ENTRIES →
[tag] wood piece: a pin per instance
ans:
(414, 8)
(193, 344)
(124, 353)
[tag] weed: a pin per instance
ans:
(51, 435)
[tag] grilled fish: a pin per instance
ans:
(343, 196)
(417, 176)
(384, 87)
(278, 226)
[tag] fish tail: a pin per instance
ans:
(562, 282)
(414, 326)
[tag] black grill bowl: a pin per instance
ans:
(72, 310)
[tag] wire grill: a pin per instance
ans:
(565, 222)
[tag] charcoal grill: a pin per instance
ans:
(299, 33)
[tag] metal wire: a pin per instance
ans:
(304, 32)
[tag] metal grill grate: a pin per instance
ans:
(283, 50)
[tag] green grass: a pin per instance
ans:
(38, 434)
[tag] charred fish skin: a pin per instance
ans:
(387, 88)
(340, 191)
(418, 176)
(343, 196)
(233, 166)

---

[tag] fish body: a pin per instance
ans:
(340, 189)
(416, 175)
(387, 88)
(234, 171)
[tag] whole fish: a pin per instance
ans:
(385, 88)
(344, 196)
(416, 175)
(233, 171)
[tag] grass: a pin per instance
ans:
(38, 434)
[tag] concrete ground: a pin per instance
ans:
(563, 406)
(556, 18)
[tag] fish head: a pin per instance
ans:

...

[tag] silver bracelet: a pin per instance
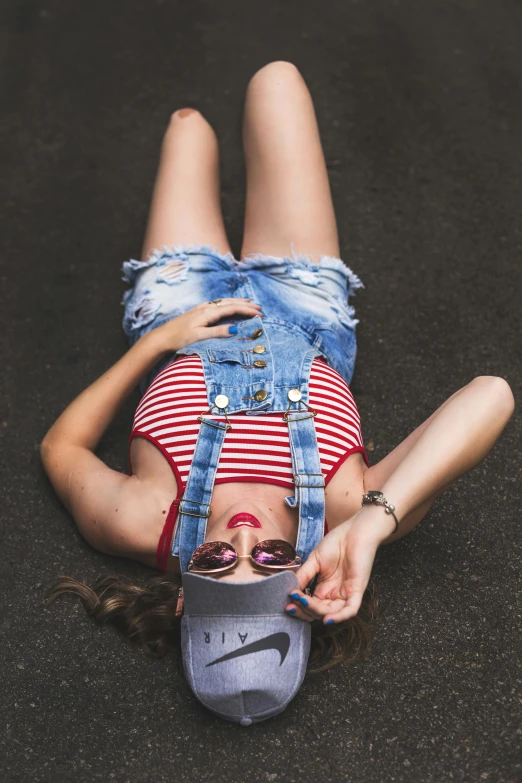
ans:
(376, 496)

EXERCISE PROMPT →
Please return each line of the material above that contains the word "wire".

WRITTEN ANSWER →
[tag] wire grill: a pin per instance
[tag] metal wire: a pin per instance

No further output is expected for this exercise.